Décédée le 7 février 1861, évoquée dans la Société Spirite de Paris, le 15 du même mois.
1. Nota. Madame Bertrand avait fait une étude sérieuse du Spiritisme dont elle professait la doctrine, et dont elle comprenait toute la portée philosophique.
1. Évocation. — R. Je suis là.
2. Votre correspondance nous ayant appris à vous apprécier, et connaissant votre sympathie pour la Société, nous avons pensé que vous ne nous sauriez pas mauvais gré de vous avoir appelée sitôt. — R. Vous voyez que je suis là.
3. Un autre motif me détermine personnellement à le faire : je compte écrire à mademoiselle votre fille au sujet de l’événement qui vient de la frapper, et je suis sûr qu’elle sera heureuse de connaître le résultat de notre entretien. — R. Certainement ; elle l’attend, car je lui avais promis de me révéler aussitôt qu’une évocation me serait adressée.

[Un bloc de données]
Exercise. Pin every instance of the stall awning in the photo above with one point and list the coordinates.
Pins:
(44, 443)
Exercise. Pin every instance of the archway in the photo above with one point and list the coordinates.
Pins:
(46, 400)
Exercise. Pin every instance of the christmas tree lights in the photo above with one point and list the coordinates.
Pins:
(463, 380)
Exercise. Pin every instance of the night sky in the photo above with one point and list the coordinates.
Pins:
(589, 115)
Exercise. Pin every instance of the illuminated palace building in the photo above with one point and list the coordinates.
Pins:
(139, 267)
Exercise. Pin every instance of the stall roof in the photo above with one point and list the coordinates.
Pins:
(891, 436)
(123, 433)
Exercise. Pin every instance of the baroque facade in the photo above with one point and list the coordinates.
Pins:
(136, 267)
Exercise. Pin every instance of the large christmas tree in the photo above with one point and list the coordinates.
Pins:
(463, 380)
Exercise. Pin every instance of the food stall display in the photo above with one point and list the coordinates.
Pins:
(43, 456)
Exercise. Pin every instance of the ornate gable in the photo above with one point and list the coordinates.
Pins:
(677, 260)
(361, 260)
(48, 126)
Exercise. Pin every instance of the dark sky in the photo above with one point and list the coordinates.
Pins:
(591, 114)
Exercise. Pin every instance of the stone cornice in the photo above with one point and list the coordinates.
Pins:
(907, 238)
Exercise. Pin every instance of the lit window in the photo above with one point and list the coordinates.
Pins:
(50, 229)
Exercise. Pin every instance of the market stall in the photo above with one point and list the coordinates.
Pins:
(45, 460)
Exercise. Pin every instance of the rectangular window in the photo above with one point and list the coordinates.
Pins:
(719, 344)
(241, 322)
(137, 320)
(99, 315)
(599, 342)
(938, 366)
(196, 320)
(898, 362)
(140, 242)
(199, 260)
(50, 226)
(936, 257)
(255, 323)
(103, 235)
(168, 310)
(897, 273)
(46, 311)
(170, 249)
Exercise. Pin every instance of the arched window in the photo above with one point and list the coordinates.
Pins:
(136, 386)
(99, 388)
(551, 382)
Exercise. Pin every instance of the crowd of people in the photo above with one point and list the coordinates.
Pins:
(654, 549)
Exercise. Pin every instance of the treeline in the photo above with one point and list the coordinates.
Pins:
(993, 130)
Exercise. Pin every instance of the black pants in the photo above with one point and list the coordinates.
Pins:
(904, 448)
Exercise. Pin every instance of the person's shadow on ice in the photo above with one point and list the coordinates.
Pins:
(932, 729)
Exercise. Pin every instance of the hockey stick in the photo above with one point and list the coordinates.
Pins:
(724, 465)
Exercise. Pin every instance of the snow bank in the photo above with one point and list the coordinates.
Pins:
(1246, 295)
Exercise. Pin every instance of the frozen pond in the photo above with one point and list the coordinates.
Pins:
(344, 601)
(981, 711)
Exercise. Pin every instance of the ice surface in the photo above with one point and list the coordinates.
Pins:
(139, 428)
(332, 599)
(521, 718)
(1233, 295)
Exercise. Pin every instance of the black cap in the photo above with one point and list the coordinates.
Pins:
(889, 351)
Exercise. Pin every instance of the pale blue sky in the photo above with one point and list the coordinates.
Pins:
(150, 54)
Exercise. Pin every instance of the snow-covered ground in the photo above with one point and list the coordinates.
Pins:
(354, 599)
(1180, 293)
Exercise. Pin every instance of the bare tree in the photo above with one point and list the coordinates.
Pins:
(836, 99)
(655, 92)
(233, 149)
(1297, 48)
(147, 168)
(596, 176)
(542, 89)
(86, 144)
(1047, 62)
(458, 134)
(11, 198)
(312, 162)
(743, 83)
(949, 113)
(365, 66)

Vos tâches:
1. Relevez, dans l'ordre, toutes les réponses marquées « R. » dans le texte sur l'évocation de Madame Bertrand.
2. Recopiez le texte sur l'évocation de Madame Bertrand, de « Décédée le 7 » à « que je suis là. ».

Résultats obtenus:
1.
- Je suis là.
- Vous voyez que je suis là.
- Certainement ; elle l’attend, car je lui avais promis de me révéler aussitôt qu’une évocation me serait adressée.

2.
Décédée le 7 février 1861, évoquée dans la Société Spirite de Paris, le 15 du même mois.
1. Nota. Madame Bertrand avait fait une étude sérieuse du Spiritisme dont elle professait la doctrine, et dont elle comprenait toute la portée philosophique.
1. Évocation. — R. Je suis là.
2. Votre correspondance nous ayant appris à vous apprécier, et connaissant votre sympathie pour la Société, nous avons pensé que vous ne nous sauriez pas mauvais gré de vous avoir appelée sitôt. — R. Vous voyez que je suis là.